Sunday, February 17, 2013

Misha's Story



A while back, one of my past blogpost subjects, Misha Tsiganov, sent me an English language translation of an article on him, which originally appeared in a Russian magazine, Jazz.Ru, in 2007.  Finally, here it is for everybody else to read as well:

                

         It all began with a white envelope bearing Berklee College of Music logo in the left upper corner I found in my mailbox one beautiful morning.
 
          In Leningrad in 1990, my friends offered to deliver a tape with my playing the piano to Berklee in Boston. At the time this was totally unexpected since I had no material I considered worthy of being sent. Initially, I ignored the offer, but after being pressured by friends, I found a recording that my brother Alexei, who plays the vibraphone, and I had recently made and gave them the tape without any particular hope for success. I was lucky. Gary Burton, the chairman of the Jazz Department who was almost impossible to find at his office since he was always on tour, happened to be in his room, took the tape, and promised to listen to it. Later he said that we were very fortunate because if he had not been in his office, the tape would have ended up in the archives and would probably have been lost.
 
        So on that morning I went to Mussorgsky College of Music as usual, checking my mailbox on the way. There was an envelope from Berklee. By the way, I still have this letter in safe keeping. In the letter Gary Burton wrote that he liked our playing a lot, that we showed much promise, and that we must continue our education at Berklee. He also promised to help us get a scholarship. As I read the letter, I couldn’t believe my eyes. After that, correspondence came from Berklee about the scholarship and with information that the school would take care of the travel papers and other matters pertaining to our coming here. 
 
          It was roughly a year later when my brother and I arrived in America, the land of jazz. The first man I saw in the crowd waiting for arrivals at the New York airport was a great Russian saxophonist Igor Butman full of energy and optimism. Seeing him instilled hope. Since we were whisked off so fast in a car to Boston and to our new life, we were unable to have even a fleeting look at New York.  
 
           We arrived to Boston the same day. Gary Burton did help us. Even though nobody got a full scholarship that year, both Alexei and I were offered $4,000 a piece. Since the tuition for a semester at that time was $5,000, each of us was $1,000 short, and for us this was an unattainable amount. Clearly, we had misunderstood something in our correspondence with Berklee, for we had been led to believe that we would be able to pay the lacking funds by working at the college. However, this wasn’t the case, so we had to postpone studying at Berklee indefinitely.
 
          The three of us (my brother and I had been joined by a student from Latvia) settled in a small room in the attic of a dentist’s home. Since the dentist who had studied Russian needed practice with the language, he periodically came to us to talk, and communicating with him in our language was how we paid our rent. 
 
          Hard times began. Since we had no work permit, we had to play in the subway stations and on the street. When one puts his instruments on a street for the first time, it is not a good feeling. We had to “break” ourselves. It’s hard to to suddenly feel like a nobody and have to play and collect money in a hat after having given serious concerts in big concert halls in St. Petersburg, after receiving applause and signing autographs, and after having our posters displayed all over town. However, we knew that if we made no money, we wouldn’t eat.

Excerpts of pointing data
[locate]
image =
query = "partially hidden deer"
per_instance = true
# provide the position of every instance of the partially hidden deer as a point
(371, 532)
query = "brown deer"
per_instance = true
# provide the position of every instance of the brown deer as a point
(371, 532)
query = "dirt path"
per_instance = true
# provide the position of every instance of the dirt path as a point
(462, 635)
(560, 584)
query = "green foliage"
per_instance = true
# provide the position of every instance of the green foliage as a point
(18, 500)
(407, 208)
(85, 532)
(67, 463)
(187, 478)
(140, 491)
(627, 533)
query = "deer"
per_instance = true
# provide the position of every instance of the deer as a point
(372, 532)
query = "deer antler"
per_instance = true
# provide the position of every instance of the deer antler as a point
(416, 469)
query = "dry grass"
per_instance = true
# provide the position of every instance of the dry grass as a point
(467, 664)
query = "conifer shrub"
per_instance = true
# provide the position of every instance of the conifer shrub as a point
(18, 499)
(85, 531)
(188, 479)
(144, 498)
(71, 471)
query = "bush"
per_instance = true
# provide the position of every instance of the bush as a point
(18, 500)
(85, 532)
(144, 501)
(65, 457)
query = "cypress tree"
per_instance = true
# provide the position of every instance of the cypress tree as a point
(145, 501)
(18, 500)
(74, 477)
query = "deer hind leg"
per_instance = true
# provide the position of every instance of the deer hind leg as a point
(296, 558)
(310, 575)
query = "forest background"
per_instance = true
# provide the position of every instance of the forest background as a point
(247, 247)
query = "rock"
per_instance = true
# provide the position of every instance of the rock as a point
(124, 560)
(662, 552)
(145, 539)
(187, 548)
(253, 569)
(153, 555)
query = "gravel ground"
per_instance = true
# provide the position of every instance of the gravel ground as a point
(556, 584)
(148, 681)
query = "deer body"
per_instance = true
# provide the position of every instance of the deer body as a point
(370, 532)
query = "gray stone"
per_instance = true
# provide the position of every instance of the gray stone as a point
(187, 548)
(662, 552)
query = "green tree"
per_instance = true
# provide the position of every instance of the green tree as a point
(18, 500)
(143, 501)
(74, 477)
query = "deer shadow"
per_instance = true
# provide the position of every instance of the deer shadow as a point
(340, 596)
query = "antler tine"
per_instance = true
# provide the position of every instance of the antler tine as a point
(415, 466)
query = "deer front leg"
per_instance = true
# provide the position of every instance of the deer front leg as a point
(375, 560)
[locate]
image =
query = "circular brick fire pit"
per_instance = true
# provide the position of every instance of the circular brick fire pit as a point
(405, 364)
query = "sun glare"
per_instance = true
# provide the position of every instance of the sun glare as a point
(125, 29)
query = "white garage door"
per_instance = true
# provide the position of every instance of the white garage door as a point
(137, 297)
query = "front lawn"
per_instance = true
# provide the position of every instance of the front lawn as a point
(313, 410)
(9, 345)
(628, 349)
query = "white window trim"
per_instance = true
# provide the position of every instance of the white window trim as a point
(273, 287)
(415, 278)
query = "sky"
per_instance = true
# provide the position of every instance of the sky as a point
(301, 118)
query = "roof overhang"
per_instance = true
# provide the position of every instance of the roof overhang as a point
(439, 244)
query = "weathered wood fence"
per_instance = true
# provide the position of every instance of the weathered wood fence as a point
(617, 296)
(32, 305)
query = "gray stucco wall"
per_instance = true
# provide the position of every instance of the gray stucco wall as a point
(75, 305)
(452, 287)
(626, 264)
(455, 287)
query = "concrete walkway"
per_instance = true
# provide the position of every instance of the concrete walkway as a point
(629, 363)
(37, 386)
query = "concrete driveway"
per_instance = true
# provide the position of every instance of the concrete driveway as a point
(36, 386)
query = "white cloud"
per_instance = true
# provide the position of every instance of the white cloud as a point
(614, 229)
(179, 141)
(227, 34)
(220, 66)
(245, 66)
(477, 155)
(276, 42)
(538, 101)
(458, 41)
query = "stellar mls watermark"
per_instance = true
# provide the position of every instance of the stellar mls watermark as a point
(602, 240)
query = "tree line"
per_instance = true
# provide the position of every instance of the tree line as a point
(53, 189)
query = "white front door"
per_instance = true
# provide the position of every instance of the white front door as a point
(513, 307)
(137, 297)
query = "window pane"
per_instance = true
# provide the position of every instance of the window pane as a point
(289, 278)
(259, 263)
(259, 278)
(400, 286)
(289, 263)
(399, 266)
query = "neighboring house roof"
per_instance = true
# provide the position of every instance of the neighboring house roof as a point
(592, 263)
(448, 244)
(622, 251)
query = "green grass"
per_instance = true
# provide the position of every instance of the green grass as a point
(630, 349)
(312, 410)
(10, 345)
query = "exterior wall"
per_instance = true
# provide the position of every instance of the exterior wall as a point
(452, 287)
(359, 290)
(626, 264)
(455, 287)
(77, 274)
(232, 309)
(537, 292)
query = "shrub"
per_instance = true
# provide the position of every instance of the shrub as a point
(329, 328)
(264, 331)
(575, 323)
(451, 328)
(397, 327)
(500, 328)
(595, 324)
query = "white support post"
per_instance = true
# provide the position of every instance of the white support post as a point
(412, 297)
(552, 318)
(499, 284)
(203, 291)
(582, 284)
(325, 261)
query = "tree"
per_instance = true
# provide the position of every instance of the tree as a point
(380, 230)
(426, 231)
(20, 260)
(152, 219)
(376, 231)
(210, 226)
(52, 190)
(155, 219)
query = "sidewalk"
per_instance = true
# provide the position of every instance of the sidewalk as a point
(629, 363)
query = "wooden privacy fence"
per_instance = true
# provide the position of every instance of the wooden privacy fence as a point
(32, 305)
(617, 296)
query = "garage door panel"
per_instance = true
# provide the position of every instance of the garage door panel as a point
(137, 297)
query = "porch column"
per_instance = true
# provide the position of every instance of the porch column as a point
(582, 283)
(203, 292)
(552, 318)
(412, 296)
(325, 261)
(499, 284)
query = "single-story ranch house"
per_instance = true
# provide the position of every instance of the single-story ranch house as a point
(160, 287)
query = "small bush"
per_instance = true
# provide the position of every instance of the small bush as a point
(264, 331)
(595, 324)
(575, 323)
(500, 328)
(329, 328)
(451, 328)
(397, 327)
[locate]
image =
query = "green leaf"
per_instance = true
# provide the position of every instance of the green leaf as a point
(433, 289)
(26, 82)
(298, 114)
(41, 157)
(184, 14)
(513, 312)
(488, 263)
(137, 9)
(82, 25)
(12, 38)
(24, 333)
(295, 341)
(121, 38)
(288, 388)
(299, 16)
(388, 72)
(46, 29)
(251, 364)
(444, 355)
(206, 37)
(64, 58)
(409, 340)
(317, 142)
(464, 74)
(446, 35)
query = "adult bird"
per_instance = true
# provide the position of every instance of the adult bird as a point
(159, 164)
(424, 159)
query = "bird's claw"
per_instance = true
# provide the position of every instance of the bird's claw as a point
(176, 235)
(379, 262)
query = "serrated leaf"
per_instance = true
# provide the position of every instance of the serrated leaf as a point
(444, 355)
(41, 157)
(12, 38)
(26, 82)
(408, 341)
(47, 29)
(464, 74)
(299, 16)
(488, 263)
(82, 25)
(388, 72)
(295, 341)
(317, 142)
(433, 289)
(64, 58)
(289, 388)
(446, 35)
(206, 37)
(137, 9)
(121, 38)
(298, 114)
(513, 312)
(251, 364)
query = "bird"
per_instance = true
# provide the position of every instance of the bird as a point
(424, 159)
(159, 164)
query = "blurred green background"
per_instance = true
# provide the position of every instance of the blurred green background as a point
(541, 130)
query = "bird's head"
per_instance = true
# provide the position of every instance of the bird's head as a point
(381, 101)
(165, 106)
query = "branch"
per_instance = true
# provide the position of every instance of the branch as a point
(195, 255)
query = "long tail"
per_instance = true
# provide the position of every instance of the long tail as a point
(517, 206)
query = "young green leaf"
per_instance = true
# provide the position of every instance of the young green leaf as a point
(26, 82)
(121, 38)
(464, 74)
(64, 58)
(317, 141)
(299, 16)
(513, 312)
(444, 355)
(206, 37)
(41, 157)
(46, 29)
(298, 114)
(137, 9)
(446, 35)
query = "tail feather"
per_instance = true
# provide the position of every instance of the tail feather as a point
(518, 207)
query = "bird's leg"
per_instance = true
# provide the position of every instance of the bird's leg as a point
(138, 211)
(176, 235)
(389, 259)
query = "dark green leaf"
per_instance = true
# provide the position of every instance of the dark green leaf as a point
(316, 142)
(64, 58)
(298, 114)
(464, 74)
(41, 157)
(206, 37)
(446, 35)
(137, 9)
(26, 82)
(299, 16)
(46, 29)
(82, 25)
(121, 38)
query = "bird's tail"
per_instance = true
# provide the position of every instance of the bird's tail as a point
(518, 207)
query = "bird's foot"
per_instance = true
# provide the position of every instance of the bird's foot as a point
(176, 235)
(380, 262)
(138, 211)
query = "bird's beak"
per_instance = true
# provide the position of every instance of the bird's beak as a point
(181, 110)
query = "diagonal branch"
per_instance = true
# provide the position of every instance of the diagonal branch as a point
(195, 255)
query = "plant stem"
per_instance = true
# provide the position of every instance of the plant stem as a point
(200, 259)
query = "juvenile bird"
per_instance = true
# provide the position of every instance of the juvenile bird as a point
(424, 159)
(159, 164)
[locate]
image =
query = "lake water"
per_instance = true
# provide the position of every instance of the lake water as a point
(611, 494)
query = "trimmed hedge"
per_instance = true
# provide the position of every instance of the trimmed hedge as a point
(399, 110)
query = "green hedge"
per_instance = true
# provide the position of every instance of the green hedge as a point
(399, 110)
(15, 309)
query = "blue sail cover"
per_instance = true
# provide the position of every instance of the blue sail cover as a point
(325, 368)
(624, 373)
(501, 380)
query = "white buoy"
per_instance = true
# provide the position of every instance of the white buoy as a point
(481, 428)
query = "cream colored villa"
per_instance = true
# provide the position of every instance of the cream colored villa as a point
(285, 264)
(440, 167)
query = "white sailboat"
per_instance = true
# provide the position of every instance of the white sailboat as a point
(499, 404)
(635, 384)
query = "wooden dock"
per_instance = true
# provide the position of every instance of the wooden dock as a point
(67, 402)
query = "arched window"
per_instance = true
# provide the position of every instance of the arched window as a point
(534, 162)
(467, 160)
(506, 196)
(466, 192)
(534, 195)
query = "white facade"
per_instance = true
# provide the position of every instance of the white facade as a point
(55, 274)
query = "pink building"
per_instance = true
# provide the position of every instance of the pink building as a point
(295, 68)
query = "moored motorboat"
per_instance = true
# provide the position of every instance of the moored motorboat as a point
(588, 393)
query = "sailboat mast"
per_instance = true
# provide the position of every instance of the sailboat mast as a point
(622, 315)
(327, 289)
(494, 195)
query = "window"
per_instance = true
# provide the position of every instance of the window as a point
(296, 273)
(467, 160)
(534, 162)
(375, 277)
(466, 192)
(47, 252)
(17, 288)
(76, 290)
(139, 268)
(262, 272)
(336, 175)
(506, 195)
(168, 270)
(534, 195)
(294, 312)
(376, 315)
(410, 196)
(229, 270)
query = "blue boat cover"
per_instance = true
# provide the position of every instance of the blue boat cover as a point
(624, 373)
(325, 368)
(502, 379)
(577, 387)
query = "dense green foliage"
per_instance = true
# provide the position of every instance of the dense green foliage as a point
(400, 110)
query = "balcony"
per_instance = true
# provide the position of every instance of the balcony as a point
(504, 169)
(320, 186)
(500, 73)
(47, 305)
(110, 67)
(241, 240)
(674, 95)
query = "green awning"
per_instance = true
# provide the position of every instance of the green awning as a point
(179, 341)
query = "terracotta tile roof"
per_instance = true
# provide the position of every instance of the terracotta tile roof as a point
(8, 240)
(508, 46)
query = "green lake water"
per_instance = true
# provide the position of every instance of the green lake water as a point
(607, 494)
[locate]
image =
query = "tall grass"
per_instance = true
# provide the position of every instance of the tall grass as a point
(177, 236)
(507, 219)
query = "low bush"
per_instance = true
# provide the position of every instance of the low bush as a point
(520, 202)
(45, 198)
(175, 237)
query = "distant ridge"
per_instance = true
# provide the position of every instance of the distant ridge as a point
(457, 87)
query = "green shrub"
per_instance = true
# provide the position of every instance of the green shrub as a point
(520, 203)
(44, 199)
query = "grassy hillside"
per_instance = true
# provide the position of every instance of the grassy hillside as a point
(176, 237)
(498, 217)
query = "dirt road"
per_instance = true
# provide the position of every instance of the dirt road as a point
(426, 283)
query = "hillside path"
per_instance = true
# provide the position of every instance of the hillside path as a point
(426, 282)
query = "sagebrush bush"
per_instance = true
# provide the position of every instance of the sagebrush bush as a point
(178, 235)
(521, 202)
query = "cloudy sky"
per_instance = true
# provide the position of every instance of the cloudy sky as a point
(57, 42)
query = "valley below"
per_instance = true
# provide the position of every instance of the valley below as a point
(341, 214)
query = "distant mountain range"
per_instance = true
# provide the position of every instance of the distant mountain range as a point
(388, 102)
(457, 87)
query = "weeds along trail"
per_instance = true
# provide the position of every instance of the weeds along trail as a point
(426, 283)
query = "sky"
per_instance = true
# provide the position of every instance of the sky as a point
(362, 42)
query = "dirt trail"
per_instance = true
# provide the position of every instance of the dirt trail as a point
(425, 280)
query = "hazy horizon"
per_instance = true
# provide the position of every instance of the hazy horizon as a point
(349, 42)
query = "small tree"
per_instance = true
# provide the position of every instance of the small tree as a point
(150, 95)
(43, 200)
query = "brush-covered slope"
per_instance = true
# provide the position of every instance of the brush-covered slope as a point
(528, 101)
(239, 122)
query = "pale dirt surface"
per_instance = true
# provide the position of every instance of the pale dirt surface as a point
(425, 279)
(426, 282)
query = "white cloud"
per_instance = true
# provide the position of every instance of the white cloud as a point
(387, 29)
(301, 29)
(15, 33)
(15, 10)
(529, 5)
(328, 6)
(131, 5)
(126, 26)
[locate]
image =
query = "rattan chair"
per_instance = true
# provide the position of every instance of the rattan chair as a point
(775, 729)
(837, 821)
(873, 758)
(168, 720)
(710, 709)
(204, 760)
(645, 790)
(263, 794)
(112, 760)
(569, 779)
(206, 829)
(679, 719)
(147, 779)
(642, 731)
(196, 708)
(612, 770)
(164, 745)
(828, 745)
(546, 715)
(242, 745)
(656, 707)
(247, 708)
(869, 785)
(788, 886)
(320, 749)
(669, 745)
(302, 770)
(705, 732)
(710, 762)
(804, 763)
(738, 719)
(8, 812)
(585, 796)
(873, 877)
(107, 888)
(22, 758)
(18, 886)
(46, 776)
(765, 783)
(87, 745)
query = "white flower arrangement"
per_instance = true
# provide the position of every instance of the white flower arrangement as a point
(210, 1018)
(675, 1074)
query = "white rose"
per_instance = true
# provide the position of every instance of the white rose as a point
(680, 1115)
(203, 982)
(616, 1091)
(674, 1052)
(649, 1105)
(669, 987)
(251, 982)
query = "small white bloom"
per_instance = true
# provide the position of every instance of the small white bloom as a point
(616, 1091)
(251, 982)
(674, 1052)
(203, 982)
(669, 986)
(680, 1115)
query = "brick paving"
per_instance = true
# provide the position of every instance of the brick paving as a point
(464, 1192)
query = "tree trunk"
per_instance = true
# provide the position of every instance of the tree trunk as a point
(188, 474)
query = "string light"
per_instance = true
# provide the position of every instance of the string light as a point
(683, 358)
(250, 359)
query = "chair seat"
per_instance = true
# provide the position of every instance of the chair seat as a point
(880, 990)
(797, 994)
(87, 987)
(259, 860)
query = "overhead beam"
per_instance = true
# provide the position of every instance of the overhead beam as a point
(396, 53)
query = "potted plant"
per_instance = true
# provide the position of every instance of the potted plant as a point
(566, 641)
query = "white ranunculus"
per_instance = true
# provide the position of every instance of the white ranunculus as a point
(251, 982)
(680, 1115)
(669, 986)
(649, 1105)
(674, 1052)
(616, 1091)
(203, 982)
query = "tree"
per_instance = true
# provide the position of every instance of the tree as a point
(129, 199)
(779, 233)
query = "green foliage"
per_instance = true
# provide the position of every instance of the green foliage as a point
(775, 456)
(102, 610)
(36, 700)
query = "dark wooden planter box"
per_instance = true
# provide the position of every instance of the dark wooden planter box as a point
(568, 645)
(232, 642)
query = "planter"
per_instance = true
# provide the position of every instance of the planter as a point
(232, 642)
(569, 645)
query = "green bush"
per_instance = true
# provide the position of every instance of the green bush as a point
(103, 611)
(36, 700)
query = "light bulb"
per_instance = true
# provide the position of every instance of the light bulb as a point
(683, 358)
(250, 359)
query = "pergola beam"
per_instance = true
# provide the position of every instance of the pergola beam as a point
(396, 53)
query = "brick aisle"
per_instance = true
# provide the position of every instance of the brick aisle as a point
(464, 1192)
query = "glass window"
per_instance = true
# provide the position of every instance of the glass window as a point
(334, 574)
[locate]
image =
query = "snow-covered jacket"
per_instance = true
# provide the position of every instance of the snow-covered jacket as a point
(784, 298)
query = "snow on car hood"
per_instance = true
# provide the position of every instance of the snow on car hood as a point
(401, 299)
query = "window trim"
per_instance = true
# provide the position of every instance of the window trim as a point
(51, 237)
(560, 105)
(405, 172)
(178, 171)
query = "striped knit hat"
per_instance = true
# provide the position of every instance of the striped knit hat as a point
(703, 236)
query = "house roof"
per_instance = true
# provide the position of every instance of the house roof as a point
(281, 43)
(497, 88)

# [To-do list]
1 – Sum up the passage in three sentences.
2 – Duplicate the passage between "In Leningrad in" and "have been lost.", inclusive.
The items are separate material and not part of the passage.

# [Responses for each task]
1 – After friends in Leningrad took a tape of the narrator and brother Alexei to Berklee in 1990, Gary Burton wrote back praising their playing and promising help with a scholarship. About a year later the brothers arrived in America, but each was offered only $4,000 against a semester tuition of $5,000, so their studies at Berklee had to be put off indefinitely. Living in a dentist's attic and paying rent by speaking Russian with him, they had no work permit and had to play in subway stations and on the street to earn enough to eat.

2 –
In Leningrad in 1990, my friends offered to deliver a tape with my playing the piano to Berklee in Boston. At the time this was totally unexpected since I had no material I considered worthy of being sent. Initially, I ignored the offer, but after being pressured by friends, I found a recording that my brother Alexei, who plays the vibraphone, and I had recently made and gave them the tape without any particular hope for success. I was lucky. Gary Burton, the chairman of the Jazz Department who was almost impossible to find at his office since he was always on tour, happened to be in his room, took the tape, and promised to listen to it. Later he said that we were very fortunate because if he had not been in his office, the tape would have ended up in the archives and would probably have been lost.